Provide only the number of lines in the data below that contain the word "clicks".

<<<<

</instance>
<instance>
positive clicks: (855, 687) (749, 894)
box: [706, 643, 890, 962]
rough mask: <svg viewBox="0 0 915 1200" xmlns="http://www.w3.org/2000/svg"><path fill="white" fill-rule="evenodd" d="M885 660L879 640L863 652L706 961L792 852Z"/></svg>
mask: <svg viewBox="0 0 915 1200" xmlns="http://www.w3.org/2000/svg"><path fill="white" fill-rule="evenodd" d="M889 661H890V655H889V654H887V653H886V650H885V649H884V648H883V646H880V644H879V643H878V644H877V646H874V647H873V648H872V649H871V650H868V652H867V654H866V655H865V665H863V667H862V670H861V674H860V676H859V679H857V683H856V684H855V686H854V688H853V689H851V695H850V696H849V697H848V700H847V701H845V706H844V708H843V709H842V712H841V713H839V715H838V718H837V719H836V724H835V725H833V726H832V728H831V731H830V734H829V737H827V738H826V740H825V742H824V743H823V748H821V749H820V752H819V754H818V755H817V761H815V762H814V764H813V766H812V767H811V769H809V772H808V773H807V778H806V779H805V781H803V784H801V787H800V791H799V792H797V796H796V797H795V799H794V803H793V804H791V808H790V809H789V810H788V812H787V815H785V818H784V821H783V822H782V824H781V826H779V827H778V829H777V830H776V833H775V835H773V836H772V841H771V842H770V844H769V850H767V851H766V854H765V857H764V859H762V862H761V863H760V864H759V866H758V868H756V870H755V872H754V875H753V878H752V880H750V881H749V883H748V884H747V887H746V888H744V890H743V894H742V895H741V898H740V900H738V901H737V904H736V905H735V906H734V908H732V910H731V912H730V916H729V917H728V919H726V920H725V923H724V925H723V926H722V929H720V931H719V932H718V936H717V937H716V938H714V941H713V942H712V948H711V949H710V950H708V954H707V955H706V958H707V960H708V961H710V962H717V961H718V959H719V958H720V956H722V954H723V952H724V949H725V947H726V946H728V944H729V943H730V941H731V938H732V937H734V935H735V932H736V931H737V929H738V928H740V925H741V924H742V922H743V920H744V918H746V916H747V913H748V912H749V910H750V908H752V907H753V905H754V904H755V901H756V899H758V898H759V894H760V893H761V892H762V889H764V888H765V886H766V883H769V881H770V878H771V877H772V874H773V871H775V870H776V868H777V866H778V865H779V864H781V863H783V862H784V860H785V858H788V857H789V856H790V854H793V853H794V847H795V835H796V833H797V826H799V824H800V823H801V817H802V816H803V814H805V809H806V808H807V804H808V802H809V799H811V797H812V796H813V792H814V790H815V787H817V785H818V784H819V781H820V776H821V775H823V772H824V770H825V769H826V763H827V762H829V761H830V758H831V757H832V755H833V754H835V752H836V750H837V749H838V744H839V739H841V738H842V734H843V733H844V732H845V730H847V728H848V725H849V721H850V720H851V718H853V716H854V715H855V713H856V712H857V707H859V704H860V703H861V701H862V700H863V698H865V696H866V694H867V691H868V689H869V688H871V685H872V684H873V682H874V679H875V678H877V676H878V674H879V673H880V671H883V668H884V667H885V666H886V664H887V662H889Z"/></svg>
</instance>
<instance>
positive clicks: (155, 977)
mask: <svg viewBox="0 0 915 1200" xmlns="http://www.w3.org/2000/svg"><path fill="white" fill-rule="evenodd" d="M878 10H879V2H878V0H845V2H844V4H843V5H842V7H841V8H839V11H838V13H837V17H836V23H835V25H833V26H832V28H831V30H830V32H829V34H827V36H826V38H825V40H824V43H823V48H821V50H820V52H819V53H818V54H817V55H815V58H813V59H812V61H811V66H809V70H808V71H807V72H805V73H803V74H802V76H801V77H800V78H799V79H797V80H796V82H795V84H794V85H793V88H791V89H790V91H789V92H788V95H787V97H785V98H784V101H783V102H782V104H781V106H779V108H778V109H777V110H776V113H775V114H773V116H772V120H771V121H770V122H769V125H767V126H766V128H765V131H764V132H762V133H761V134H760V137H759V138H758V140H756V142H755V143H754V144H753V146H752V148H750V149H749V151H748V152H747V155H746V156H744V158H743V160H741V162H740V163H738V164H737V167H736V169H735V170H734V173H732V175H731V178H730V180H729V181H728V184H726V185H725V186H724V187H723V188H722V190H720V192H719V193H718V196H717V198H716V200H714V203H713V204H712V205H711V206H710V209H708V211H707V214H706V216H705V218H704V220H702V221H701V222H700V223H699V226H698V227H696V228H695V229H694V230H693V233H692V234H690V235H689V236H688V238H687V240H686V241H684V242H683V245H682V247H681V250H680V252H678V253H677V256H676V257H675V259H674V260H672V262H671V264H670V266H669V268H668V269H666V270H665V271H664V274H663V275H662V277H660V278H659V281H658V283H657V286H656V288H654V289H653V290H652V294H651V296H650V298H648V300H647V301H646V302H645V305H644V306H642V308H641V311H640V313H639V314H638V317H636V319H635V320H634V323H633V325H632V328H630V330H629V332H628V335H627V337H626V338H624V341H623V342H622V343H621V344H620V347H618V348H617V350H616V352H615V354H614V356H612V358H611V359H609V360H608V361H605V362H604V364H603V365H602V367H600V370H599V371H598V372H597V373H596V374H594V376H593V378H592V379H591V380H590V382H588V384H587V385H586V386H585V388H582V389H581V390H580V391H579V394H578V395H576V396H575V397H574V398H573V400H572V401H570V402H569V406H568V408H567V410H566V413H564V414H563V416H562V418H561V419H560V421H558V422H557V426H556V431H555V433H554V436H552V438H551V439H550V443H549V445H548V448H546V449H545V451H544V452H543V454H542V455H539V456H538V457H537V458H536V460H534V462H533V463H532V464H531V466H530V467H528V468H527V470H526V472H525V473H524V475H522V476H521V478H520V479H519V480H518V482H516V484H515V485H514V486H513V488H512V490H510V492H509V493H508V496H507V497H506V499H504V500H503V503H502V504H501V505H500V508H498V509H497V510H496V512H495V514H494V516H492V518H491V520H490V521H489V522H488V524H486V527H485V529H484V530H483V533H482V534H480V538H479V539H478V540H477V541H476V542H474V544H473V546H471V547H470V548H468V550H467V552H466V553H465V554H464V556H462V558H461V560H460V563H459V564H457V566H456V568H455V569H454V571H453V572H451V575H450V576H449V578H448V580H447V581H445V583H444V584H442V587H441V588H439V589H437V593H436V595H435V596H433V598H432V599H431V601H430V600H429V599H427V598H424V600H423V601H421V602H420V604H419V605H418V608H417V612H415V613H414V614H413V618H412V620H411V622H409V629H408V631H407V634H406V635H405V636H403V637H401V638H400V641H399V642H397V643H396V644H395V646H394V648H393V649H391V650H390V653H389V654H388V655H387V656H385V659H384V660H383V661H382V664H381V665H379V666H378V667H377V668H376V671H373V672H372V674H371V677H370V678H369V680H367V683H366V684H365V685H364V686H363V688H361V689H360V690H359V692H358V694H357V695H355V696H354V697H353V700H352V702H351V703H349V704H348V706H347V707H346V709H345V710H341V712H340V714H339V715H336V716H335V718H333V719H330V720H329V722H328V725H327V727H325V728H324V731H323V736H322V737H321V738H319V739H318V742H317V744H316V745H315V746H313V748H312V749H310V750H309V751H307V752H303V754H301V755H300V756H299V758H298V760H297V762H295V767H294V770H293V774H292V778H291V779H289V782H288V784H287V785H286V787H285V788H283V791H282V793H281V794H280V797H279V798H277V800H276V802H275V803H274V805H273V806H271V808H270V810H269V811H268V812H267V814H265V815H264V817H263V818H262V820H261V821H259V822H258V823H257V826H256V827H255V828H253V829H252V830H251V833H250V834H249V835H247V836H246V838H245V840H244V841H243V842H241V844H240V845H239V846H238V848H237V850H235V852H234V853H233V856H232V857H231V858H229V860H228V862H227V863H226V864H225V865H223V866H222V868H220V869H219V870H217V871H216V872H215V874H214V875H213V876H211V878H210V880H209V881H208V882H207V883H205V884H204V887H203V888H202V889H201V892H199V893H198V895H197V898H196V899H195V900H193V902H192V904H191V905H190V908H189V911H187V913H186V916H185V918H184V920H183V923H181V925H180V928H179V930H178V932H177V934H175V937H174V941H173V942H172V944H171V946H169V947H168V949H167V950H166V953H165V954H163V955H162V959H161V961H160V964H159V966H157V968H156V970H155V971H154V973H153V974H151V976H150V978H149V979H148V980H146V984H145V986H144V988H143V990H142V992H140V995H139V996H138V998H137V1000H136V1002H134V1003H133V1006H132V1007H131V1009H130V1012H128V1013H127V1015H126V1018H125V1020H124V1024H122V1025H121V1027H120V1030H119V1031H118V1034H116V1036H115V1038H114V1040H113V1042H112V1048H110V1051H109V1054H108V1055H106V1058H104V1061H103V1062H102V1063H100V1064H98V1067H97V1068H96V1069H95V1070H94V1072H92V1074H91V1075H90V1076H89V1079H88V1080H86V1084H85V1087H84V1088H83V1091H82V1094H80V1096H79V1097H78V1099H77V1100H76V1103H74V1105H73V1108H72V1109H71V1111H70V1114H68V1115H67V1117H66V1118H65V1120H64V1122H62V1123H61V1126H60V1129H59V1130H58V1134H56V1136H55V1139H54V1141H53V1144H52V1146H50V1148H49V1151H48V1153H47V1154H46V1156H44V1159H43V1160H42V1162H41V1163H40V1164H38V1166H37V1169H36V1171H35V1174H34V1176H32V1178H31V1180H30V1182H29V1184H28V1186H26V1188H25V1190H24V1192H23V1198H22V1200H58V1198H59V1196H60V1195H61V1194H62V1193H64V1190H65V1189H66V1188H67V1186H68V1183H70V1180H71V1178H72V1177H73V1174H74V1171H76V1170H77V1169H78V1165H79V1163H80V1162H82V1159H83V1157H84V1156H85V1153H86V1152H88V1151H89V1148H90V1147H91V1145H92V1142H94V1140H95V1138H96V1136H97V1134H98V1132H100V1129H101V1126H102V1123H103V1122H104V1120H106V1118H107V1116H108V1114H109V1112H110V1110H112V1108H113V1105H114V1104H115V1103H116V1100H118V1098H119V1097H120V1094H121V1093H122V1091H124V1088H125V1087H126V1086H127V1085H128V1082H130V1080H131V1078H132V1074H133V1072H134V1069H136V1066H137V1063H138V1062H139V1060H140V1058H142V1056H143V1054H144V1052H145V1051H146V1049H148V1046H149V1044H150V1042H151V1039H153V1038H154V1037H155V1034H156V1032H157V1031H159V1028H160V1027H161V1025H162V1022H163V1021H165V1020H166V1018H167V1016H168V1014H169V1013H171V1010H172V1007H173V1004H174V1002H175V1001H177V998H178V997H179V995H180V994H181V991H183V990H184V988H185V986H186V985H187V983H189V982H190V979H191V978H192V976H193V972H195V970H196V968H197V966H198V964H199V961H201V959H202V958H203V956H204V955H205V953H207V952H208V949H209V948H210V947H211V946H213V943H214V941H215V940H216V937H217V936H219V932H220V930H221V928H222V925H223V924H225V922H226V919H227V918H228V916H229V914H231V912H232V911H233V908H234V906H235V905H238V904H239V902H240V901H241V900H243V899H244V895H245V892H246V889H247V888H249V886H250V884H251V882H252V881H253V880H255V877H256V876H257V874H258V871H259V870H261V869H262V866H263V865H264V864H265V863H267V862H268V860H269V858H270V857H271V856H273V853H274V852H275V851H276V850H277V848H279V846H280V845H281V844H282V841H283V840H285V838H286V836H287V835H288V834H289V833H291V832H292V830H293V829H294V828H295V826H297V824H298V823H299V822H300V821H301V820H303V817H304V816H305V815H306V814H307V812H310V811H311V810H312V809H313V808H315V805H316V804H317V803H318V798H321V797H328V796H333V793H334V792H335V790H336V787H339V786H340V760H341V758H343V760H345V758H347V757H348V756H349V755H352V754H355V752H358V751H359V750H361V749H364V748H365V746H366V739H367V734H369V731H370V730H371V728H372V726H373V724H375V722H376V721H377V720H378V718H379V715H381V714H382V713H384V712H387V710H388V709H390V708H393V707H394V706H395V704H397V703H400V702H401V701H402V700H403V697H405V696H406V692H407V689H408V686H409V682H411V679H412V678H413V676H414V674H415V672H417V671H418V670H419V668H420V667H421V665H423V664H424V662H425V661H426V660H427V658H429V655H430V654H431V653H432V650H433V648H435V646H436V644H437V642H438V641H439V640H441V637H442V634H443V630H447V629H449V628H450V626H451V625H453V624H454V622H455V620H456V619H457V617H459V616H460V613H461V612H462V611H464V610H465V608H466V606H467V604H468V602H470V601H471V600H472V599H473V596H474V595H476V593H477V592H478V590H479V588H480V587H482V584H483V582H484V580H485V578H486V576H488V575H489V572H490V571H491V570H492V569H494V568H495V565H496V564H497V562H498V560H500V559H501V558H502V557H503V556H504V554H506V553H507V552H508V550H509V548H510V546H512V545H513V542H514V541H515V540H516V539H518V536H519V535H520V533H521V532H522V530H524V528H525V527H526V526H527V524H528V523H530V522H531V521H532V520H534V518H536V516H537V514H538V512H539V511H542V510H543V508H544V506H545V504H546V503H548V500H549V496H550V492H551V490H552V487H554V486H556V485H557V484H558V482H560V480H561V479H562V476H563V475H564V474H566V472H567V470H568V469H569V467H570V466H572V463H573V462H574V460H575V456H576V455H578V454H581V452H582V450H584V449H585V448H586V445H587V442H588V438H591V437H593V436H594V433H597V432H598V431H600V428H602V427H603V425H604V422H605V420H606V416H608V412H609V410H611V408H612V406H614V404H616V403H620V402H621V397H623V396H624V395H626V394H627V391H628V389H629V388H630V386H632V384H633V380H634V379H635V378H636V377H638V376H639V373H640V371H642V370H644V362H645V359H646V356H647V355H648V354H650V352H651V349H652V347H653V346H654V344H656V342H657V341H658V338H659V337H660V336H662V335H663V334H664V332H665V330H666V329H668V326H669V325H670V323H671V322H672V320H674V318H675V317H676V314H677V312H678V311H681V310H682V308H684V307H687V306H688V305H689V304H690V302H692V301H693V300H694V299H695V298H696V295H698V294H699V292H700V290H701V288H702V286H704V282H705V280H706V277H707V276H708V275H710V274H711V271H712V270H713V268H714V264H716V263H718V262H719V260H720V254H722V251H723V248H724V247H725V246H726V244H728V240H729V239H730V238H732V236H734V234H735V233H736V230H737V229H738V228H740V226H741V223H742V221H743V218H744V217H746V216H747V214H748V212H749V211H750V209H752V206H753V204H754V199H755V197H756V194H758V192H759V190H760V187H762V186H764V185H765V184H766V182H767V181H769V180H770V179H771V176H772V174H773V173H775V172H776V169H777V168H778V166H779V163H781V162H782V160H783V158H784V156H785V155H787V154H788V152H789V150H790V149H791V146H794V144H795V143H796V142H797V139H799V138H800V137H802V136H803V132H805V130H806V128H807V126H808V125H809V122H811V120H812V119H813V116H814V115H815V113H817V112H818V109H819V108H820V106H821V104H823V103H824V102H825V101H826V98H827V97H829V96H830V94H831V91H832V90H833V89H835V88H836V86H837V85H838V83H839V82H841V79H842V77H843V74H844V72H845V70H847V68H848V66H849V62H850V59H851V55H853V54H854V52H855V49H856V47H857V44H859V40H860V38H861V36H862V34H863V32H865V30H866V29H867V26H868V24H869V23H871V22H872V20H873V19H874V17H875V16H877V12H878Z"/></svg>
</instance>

>>>>

- [Exercise solution]: 2